[Stored items]
· · ·

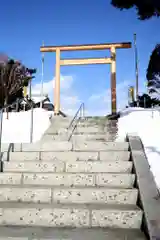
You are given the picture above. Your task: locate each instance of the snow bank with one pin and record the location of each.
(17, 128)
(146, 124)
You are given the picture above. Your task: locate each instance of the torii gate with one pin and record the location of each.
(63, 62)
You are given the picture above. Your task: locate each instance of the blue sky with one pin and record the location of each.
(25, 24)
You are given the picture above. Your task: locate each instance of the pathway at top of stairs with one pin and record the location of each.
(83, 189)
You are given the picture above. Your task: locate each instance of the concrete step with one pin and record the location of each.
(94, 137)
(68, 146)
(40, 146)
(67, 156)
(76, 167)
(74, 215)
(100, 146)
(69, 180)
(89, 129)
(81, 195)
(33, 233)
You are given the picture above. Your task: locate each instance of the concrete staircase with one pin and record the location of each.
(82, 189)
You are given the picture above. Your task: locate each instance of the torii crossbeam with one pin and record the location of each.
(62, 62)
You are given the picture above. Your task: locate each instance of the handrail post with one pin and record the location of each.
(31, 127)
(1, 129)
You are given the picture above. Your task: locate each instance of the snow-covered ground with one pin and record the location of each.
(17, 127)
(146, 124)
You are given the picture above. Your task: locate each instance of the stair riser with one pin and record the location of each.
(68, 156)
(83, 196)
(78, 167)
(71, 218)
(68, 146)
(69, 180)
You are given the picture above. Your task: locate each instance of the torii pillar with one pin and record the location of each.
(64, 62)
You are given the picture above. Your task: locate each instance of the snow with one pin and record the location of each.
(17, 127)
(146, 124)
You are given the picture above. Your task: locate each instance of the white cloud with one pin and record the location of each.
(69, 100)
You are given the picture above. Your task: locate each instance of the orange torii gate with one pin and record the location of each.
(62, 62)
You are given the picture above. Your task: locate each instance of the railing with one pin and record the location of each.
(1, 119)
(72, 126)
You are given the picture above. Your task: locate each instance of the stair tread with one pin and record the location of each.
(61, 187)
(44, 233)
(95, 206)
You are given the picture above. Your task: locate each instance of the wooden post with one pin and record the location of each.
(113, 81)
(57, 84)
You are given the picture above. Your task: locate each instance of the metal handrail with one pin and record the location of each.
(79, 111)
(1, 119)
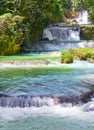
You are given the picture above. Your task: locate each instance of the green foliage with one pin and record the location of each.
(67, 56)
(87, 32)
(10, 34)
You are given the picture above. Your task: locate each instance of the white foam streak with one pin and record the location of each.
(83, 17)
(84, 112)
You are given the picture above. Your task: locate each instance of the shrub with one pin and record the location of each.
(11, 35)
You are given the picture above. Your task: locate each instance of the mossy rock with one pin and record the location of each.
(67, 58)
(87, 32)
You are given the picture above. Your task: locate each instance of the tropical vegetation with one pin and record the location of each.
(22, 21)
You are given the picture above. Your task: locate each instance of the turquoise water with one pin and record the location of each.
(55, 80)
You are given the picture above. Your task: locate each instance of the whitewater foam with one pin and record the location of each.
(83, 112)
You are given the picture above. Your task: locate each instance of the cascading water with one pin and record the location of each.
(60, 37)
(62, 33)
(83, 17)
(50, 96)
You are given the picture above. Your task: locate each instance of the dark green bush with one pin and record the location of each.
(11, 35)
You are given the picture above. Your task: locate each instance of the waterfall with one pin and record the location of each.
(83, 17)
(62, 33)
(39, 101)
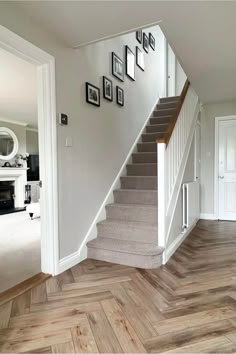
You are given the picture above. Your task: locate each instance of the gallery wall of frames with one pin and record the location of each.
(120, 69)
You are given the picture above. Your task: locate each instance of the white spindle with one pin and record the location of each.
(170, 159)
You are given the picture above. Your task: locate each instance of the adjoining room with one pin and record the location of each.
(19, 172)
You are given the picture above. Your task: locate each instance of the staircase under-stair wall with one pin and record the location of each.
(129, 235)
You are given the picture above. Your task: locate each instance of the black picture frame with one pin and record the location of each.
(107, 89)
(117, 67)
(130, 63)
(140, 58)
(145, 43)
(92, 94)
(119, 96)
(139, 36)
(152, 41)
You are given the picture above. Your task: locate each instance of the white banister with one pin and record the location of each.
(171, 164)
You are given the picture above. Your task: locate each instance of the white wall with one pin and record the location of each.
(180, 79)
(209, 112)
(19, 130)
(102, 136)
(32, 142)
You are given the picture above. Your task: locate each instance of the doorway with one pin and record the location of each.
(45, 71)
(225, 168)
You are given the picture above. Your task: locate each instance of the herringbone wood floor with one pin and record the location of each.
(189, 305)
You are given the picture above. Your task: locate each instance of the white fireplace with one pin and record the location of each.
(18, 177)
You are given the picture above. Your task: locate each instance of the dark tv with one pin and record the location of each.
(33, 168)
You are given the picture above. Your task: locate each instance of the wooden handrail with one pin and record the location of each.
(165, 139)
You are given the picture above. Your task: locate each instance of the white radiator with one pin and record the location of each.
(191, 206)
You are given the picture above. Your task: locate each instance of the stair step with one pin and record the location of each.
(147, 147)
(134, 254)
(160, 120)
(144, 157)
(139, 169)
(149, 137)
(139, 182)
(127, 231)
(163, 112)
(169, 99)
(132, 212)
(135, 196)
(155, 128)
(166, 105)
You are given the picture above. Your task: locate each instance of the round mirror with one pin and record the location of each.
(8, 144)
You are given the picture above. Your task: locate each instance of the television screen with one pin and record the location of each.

· · ·

Line by line, retype the records above exactly, minus the images.

Solution to this exercise:
You are given the picture above. Your task: locate each instance of the snow bank with one pin and record the location of each.
(17, 128)
(146, 124)
You are given the picture above. Your task: locate each instance of the torii gate with one pin and record the location of each.
(63, 62)
You are given the picture above. Your task: locate each instance of the blue sky with one pin and record the location of each.
(25, 24)
You are given the picture above. Your task: locate each instance of the pathway at top of stairs with one pin and record the location of each.
(83, 189)
You are given the picture above. Your task: locate each instance of the concrete step with one pin and record the location of each.
(94, 137)
(68, 146)
(40, 146)
(67, 156)
(76, 167)
(74, 215)
(100, 146)
(69, 180)
(89, 129)
(81, 195)
(33, 233)
You are given the picture above. Your task: locate each instance of the concrete staircase with one pin and record the location of each.
(82, 189)
You are given the picture above. Your task: locate each instance of the torii crossbeam with one pin and record the location of each.
(62, 62)
You are given the picture above. Your task: locate each instance of the handrail post with one pin and record the location of each.
(31, 127)
(1, 129)
You are given the picture above. Your task: locate each instance of the snow-covered ground with one pin and record the location of each.
(17, 127)
(146, 124)
You are given the picture above. Your task: locate each instance of the stair riser with one pin and record the location of each.
(68, 156)
(83, 196)
(78, 167)
(71, 218)
(68, 146)
(69, 180)
You are given the picture above. Your task: locate each instance of the torii pillar with one pin and record the location of each.
(64, 62)
You are given the picture above. Your task: locate each instance of the snow with one pin and record the location of each.
(17, 127)
(146, 124)
You are given the picture above. Your task: locate each instance of the white cloud with one pin and record the location of each.
(69, 100)
You are given the picture above. Your task: locate each instance of the orange torii gate with one pin and record the location of each.
(62, 62)
You are given the picture above. Your task: locate each instance of the railing with one pin and record the location of each.
(1, 119)
(72, 126)
You are given the picture above. Your task: locate each instance of the stair tread with one pin and record the location of each.
(61, 187)
(44, 233)
(95, 206)
You are given the picture above. Your task: locate each instance of the wooden post with one pin and record the location of each.
(113, 81)
(57, 84)
You are given the picture above. Your task: locate each instance of the metal handrail with one pin and record the location of each.
(79, 111)
(1, 119)
You are given the picture above. Your task: locate each instance of the green foliage with one pin and record the location of each.
(67, 56)
(87, 32)
(10, 34)
You are given the picture above. Your task: locate each instance of the white foam streak with one pin and record the location of each.
(83, 17)
(84, 112)
You are given the picture above. Your task: locate each instance of the shrub with one pin and record the location of each.
(11, 35)
You are given the picture above. Your task: locate each instance of the mossy rock with one pin and record the location of each.
(67, 58)
(87, 32)
You are given the picture above. Your task: locate each instance of the tropical vegetation with one pin and record the location of each.
(22, 21)
You are given the picture above. Your task: locate each instance of the turquoise water with one pin and record the location of each.
(55, 80)
You are given the picture above. Your task: locate each instance of the whitewater foam with one pin and record the location of each.
(83, 112)
You are given the picture above. Your task: locate each instance of the cascading water with one pin and record the location of each.
(60, 37)
(62, 33)
(83, 17)
(50, 96)
You are given the picture above. Your task: locate each instance of the dark green bush with one pin and record the location of each.
(11, 35)
You are given the picture above. Your task: locate each instance of the waterfall with one pin and record the location of each.
(83, 17)
(62, 33)
(39, 101)
You are given the picture above. Your task: locate each instance of the gallery wall of frames with one pin and record the location of each.
(120, 69)
You are given the picture above. Your task: locate each instance of the white spindle with one pin and record the location of each.
(170, 159)
You are given the picture above. Your task: locate each instance of the adjoining room with one pin and record the location of each.
(19, 172)
You are given the picture above. Your task: locate each instance of the staircase under-stair wall with one pin and record the location of each.
(129, 235)
You are given the picture above. Your task: locate each instance of the black picture frame with one pin and record the location of each.
(107, 89)
(117, 67)
(130, 63)
(140, 58)
(145, 43)
(92, 94)
(119, 96)
(139, 36)
(152, 41)
You are given the picture above. Your task: locate each instance of the white banister with one pin and record the location of each.
(171, 164)
You are given the picture above. Your task: locate each instance of the white wall with one pin and record the location of each.
(180, 79)
(209, 112)
(19, 130)
(102, 136)
(32, 142)
You are given the picture above. Your task: locate each instance of the doorway with one pin and record the location of each.
(45, 71)
(225, 168)
You are given the picture above. Your task: locate each instance of the herringbone wood floor with one pin and record the location of each.
(189, 305)
You are given the picture above. Your task: locate each instance of the white fireplace with one pin and record the location of each.
(18, 177)
You are given the picture above. Your task: locate each instance of the dark tv with one pin and record the location of each.
(33, 168)
You are given the picture above. Your task: locate each instance of the wooden handrail with one pin and record the location of each.
(165, 139)
You are given the picture above. Your task: locate each instance of the white radiator with one pin and record the location of each.
(191, 206)
You are given the picture above. Your task: locate each instance of the stair step with one pin and record the location of each.
(147, 147)
(134, 254)
(160, 120)
(144, 157)
(139, 169)
(149, 137)
(139, 182)
(127, 231)
(163, 112)
(169, 99)
(132, 212)
(135, 196)
(155, 128)
(166, 105)
You are given the picture above. Your task: locate each instance of the round mirror with one pin and record the location of each.
(8, 144)
You are given the picture above. Your task: locate each instance of the television screen with one pin and record the location of each.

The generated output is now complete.